Skip to main content

YAML-driven benchmark sweeps: generate env-file combinations, execute a tool across each, and query DuckDB-backed aggregate stats.

Project description

abench-speckz

Generate Docker env-file combinations from a YAML benchmark spec, execute a benchmark tool across every combination, and query the results.

Install

Requires Python 3.10+.

python -m venv .venv && source .venv/bin/activate
pip install -e '.[dev]'

Note on examples: files under examples/ reference paths like python examples/sample_bench.py. Those paths are relative to the repo root, so the examples run only from a checkout — not from an arbitrary working directory after pip install. Clone the repo and cd into it to follow the examples verbatim.

Workflow

spec.yaml  →  abench-speckz gen  →  out/ (env-files + manifest.json)
                                    ↓
              abench-speckz run  →  results/ (runs.jsonl + aggregates.jsonl)
                                    ↓
              abench-speckz stats →  table / JSON / TSV

Commands

gen — generate env-file combinations

abench-speckz gen spec.yaml --out out/           # write env-files
abench-speckz gen spec.yaml --dry-run            # print summary table
abench-speckz gen spec.yaml --list               # print TSV
abench-speckz gen spec.yaml --profile smoke --out out/
abench-speckz gen spec.yaml --tag stress --out out/
abench-speckz gen spec.yaml --exclude-tag slow --out out/

Each combination is written as a Docker env-file (KEY=value per line). A manifest.json in the output directory maps each filename back to its full variable assignment and tags.

▶ Data provided
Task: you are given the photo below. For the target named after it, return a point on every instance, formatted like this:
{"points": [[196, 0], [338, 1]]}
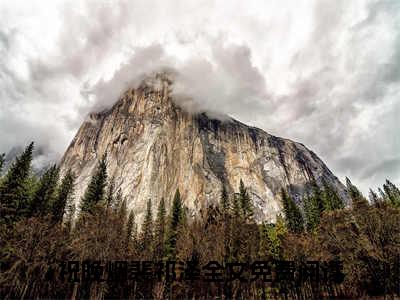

▶ Requirements
1) Answer these questions using the abench-speckz description:
(a) Which Python version does the tool require?
(b) What does the gen command do when given the --dry-run flag?
(c) What does the manifest.json file map each filename back to?
2) Extract word for word the part of the abench-speckz description from "Project description" to "the examples verbatim.".
3) Continue the abench-speckz description from the point where it stops.

▶ Replies
1)
(a) Python 3.10 or newer.
(b) It prints a summary table.
(c) Its full variable assignment and tags.

2)
Project description

abench-speckz

Generate Docker env-file combinations from a YAML benchmark spec, execute a benchmark tool across every combination, and query the results.

Install

Requires Python 3.10+.

python -m venv .venv && source .venv/bin/activate
pip install -e '.[dev]'

Note on examples: files under examples/ reference paths like python examples/sample_bench.py. Those paths are relative to the repo root, so the examples run only from a checkout — not from an arbitrary working directory after pip install. Clone the repo and cd into it to follow the examples verbatim.

3)
run — execute a tool across every combination

abench-speckz run out/ --tool oha.tool.yaml
abench-speckz run out/ --tool oha.tool.yaml --repeat 5 --warmup 1
abench-speckz run out/ --tool oha.tool.yaml --filter workload=read
abench-speckz run out/ --tool oha.tool.yaml --filter-tag stress
abench-speckz run out/ --tool oha.tool.yaml --filter-exclude-tag slow
abench-speckz run out/ --tool oha.tool.yaml --skip-existing --keep-raw
abench-speckz run out/ --tool oha.tool.yaml --dry-run   # print planned commands

Results are written to results/ (configurable with --results).

stats — aggregate and display results

abench-speckz stats results/
abench-speckz stats results/ --group-by workload --group-by concurrency
abench-speckz stats results/ --metric requests_per_sec --metric p50_ms
abench-speckz stats results/ --where workload=read
abench-speckz stats results/ --filter-tag stress
abench-speckz stats results/ --filter-exclude-tag slow
abench-speckz stats results/ --format json
abench-speckz stats results/ --format tsv
abench-speckz stats results/ --pretty            # use display names from tool YAML
abench-speckz stats results/ --from-raw          # recompute from runs.jsonl
abench-speckz stats results/ --report report.html              # self-contained Chart.js HTML
abench-speckz stats results/ --report report.html --plots plots.yaml  # override tool YAML plots

--report writes a self-contained HTML file with Chart.js plots. Plot definitions come from the tool YAML's plots: list (see below), or from a separate YAML file via --plots. When no plots are defined, a default per-metric bar chart is rendered.

rebuild-aggregates — regenerate aggregates from raw runs

abench-speckz rebuild-aggregates results/

Spec format

static:
  IMAGE: myapp:latest
  REGION: us-east-1

variables:
  workload:    [read, write, mixed]
  concurrency: [1, 8, 64]
  backend:     [postgres, mysql]

# conditional overrides and tagging
when:
  - if:  { workload: write, backend: mysql }
    set: { LOCK_TIMEOUT: "30s" }
    tag: [slow, write-heavy]
  - if:  { concurrency: 64 }
    set: { THREAD_POOL: "${concurrency}" }
    tag: [stress]

# combos to drop entirely
exclude:
  - { backend: mysql, concurrency: 1 }

# tags applied to every combo
tags: [bench]

profiles:
  smoke:
    variables:
      concurrency: [1]
      workload: [read]
  full: {}

default_profile: smoke

Interpolation: use ${var} to reference other variables and ${env:VAR} to read from the process environment. Use $$ for a literal $.

Profiles overlay the base spec — variables, static, when, and exclude lists are merged. The default_profile is used when --profile is not specified.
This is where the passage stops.